=== SUPPLIED PASSAGE ===
## Start
Approaches to Concurrency Control

Frontrun provides three approaches for controlling thread interleaving.

Trace Markers

Trace Markers use lightweight comment-based markers to define synchronization points in your code, requiring no semantic code changes.

How It Works:

Each thread is run with a sys.settrace callback that fires on every source line. The callback scans each line for # frontrun: <name> comments using a MarkerRegistry that caches marker locations per file. When a marker is hit, the thread calls ThreadCoordinator.wait_for_turn() which blocks until the schedule says it’s that thread’s turn to proceed past that marker. This gives deterministic control over the order threads reach each synchronization point, without changing any executable code — markers are just comments.

A marker gates the code that follows it. Name markers after the operation they gate (e.g. read_value, write_balance) rather than with temporal prefixes like before_ or after_.

from frontrun.trace_markers import Schedule, Step, TraceExecutor

class Counter:
    def __init__(self):
        self.value = 0

    def increment(self):
        temp = self.value  # frontrun: read_value
        temp += 1
        self.value = temp  # frontrun: write_value

Async Support:

Async trace markers use the same comment-based syntax. Each async task runs in its own thread (via asyncio.run), with the same sys.settrace mechanism controlling interleaving between tasks.

The synchronization contract:

  • A marker gates the next await expression (or the line it’s on if inline). When a task reaches a marker, it pauses until the scheduler grants it a turn. Only then does the gated await execute.

  • Between two markers, the task runs without interruption from other scheduled tasks. Any intermediate await calls within that span complete normally.

  • Because async code can only interleave at await points, markers should be placed to gate the await expressions whose ordering you want to control.

from frontrun.async_trace_markers import AsyncTraceExecutor
from frontrun.common import Schedule, Step

class AsyncCounter:
    def __init__(self):
        self.value = 0

    async def get_count(self):
        """Read the counter value (simulates async I/O like database read)."""
        return self.value

    async def set_count(self, value):
        """Write the counter value (simulates async I/O like database write)."""
        self.value = value

    async def increment(self):
        """Increment with a race condition between read and write."""
        # frontrun: read_counter
        current = await self.get_count()
        # frontrun: write_counter
        await self.set_count(current + 1)
## End
[Items drawn from a data source]
## Start
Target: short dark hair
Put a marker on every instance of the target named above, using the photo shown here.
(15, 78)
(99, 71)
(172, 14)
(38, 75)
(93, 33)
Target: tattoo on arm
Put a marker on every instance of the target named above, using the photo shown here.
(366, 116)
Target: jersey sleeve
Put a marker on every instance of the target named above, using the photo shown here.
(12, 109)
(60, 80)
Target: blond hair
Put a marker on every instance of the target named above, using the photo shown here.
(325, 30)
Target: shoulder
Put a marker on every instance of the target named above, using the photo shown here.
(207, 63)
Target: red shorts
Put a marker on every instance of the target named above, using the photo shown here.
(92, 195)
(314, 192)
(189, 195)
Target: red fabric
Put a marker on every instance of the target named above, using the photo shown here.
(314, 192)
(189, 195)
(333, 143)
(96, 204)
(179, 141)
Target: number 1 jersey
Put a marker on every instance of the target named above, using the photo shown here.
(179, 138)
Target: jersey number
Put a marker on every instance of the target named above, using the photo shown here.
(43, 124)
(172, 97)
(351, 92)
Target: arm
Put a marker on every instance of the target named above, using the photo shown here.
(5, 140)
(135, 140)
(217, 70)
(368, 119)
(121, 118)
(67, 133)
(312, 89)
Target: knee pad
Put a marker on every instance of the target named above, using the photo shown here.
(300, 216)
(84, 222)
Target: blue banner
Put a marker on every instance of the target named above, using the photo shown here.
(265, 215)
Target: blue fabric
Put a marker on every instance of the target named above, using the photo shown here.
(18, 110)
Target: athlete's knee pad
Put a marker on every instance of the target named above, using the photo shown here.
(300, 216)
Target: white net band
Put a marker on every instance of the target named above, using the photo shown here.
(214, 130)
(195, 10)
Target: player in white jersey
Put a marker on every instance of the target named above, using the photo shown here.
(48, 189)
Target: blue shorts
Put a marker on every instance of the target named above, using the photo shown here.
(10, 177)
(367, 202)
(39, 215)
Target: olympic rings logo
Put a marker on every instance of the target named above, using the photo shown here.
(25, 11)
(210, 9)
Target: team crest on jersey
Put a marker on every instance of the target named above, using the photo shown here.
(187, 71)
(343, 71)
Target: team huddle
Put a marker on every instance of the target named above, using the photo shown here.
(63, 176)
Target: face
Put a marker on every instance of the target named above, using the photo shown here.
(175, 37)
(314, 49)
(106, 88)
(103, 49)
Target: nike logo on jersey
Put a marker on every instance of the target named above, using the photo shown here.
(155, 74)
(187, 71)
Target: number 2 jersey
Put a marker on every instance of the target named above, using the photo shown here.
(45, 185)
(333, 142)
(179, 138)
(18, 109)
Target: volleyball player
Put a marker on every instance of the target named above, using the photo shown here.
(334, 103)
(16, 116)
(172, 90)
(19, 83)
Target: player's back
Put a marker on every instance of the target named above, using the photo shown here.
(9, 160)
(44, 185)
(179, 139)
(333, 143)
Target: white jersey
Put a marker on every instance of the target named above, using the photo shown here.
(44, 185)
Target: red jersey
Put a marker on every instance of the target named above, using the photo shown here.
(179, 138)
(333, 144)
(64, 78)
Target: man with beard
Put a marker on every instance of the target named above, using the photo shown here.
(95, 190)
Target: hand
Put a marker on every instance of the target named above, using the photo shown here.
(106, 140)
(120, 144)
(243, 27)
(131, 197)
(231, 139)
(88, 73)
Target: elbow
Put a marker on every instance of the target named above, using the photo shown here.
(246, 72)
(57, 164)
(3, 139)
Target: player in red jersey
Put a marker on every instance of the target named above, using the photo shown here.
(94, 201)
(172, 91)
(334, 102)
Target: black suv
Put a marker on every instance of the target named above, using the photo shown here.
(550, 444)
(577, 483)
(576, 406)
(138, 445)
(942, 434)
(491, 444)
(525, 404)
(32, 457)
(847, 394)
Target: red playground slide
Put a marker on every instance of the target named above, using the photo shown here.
## End
=== LIST OF TASKS ===
1. Reproduce the records from the line containing "Target: red playground slide" through the end of the records, including both ends.
2. Resume the Frontrun concurrency-control text from the point where it stops.
These records are unrelated to the Frontrun concurrency-control text.

=== ANSWERS TO THE TASKS ===
1.
Target: red playground slide
Put a marker on every instance of the target named above, using the photo shown here.

2.
# Alternative: markers inside the async methods themselves
class AsyncCounterAlt:
    def __init__(self):
        self.value = 0

    async def get_count(self):
        # frontrun: read_counter
        return self.value

    async def set_count(self, value):
        # frontrun: write_counter
        self.value = value

    async def increment(self):
        current = await self.get_count()
        await self.set_count(current + 1)

Bytecode Instrumentation

Bytecode instrumentation automatically inserts checkpoints into functions using Python bytecode rewriting. No manual marker insertion is needed.

How It Works:

Each thread is run with a sys.settrace callback that sets f_trace_opcodes = True on every frame, so the callback fires at every bytecode instruction rather than every source line. At each opcode the thread calls scheduler.wait_for_turn(), which blocks until the schedule says it’s that thread’s turn. Only user code is traced — stdlib and threading internals are skipped.

Because the scheduler controls which thread runs each opcode, any blocking call that happens in C code (like threading.Lock.acquire()) would deadlock — the blocked thread holds a scheduler turn but can’t make progress. To prevent this, all standard threading and queue primitives (Lock, RLock, Semaphore, BoundedSemaphore, Event, Condition, Queue, LifoQueue, PriorityQueue) are monkey-patched with cooperative versions that spin-yield via the scheduler instead of blocking. The patching is scoped to each test run: primitives are replaced before setup() and restored afterwards.

explore_interleavings() does property-based exploration in the style of Hypothesis: it generates random opcode-level schedules and checks that an invariant holds under each one, returning any counterexample schedule.

from frontrun.bytecode import explore_interleavings

class Counter:
    def __init__(self, value=0):
        self.value = value

    def increment(self):
        temp = self.value
        self.value = temp + 1

def test_counter_increment_is_not_atomic():
    result = explore_interleavings(
        setup=lambda: Counter(value=0),
        threads=[
            lambda c: c.increment(),
            lambda c: c.increment(),
        ],
        invariant=lambda c: c.value == 2,
        max_attempts=200,
        max_ops=200,
        seed=42,
    )

    assert not result.property_holds
    # result.explanation has a human-readable trace of the race
    print(result.explanation)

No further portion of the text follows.